Copy the following listing verbatim, reproducing every line without alteration.
'''
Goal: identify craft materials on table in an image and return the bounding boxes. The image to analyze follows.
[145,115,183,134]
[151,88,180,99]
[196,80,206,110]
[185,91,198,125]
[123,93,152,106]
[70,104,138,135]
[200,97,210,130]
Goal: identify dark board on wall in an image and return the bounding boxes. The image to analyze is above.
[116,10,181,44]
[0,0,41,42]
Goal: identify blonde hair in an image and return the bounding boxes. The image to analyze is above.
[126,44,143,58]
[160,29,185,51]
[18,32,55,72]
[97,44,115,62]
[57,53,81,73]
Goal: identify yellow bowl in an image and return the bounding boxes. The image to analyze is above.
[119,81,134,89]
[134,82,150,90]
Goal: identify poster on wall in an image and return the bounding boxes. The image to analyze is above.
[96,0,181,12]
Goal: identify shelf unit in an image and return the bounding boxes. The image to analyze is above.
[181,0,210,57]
'''
ANSWER
Goal: identify craft materials on table in an image and return the bounding boxes. The image to analyze follows.
[145,115,183,134]
[151,88,180,99]
[196,80,206,110]
[185,91,198,125]
[123,93,152,106]
[70,104,138,135]
[200,97,210,130]
Goal: identify dark board on wall in an image and return the bounding boxes. The image to analyze is above.
[116,10,181,44]
[0,0,41,42]
Goal: identify blonde hair in an image and return the bounding boxes. The image to analyze is above.
[126,44,143,58]
[160,29,185,51]
[18,32,55,72]
[97,44,115,62]
[57,53,81,73]
Goal: identify yellow bowl in an image and return the bounding boxes. The image to analyze is above.
[119,81,134,89]
[134,82,150,90]
Goal: identify poster on wall in an image and return the bounding boxes. The image to analyze is above.
[96,0,181,12]
Goal: identify shelf unit in an image and return the bounding boxes. The image to analyze is above.
[181,0,210,57]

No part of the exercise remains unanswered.